- AUFGABEN -
**A.** Entscheide für jede Aussage, ob sie mit dem folgenden Textauszug übereinstimmt, und belege dein Ja oder Nein mit einem wörtlichen Zitat: (i) Anwohner verschiedener Nationalitäten stellten Festtafeln aus ihren Heimatländern aus. (ii) Die Kaffeezeremonie wurde von türkischen Frauen abgehalten. (iii) Bei der Bergischen Kaffeetafel sprachen die Gäste Platt.
**B.** Mit wem diskutierten die Gäste laut dem folgenden Textauszug über den Islam?

- VORLIEGENDER TEXTAUSZUG -

************

Das Projekt "Gerüch(t)eküche" indes belebte leer stehende Ladenlokale an der Marienstraße. Anwohner verschiedener Nationalitäten stellten dekorierte Festtafeln aus ihren Heimatländern aus. "Familienleben spielt sich am Küchentisch ab. Dort werden Entscheidungen getroffen und Gespräche geführt. So entsteht Kultur", sagt Weyland zum Projekt.

Unvergesslich für die Organisatoren sei die traditionelle Kaffeezeremonie eritreischer Frauen gewesen, bei der die afrikanischen Damen über die Tradition ihrer Heimat mit den Gästen ins Gespräch kamen. Zwei Wochen später plauderten die Gäste bei einer Bergischen Kaffeetafel Platt und diskutierten in der Folge mit Mitgliedern der Moschee an der Gathe über den Islam, während sie türkische Süßspeisen kosteten.

************

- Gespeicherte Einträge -

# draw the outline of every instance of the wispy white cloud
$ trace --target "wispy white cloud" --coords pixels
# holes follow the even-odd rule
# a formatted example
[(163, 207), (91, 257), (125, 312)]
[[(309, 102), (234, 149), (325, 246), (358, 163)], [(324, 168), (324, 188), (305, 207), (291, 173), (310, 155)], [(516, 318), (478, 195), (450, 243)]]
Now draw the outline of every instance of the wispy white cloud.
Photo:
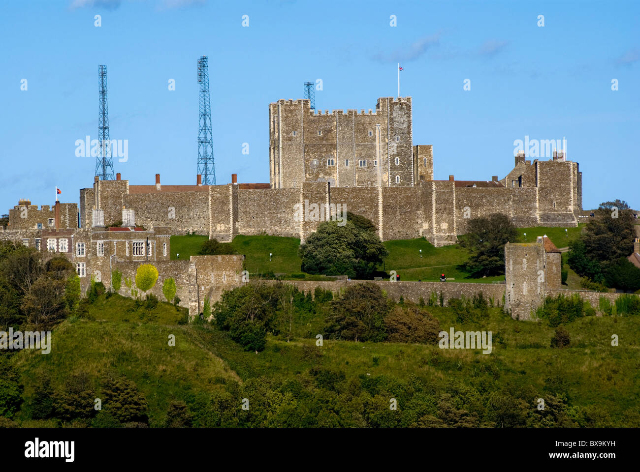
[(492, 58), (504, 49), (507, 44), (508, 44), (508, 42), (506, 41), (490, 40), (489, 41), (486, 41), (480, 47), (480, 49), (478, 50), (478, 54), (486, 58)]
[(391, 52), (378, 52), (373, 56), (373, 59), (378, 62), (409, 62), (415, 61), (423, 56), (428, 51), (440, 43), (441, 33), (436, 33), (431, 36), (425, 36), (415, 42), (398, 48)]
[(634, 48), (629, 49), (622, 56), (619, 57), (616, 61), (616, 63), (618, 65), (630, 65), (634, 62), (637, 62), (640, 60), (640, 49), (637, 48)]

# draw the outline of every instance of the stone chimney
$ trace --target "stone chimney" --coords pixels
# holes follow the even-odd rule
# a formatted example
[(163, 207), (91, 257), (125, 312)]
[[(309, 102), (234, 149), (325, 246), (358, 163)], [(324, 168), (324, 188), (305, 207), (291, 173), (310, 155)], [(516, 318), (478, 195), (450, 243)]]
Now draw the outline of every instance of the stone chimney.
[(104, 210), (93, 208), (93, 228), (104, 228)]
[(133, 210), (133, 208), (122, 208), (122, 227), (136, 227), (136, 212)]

************

- AUSGEARBEITETE LÖSUNGEN -
**A.**
(i) Ja: „Anwohner verschiedener Nationalitäten stellten dekorierte Festtafeln aus ihren Heimatländern aus.“
(ii) Nein: „die traditionelle Kaffeezeremonie eritreischer Frauen“
(iii) Ja: „plauderten die Gäste bei einer Bergischen Kaffeetafel Platt“

**B.** Mit Mitgliedern der Moschee an der Gathe.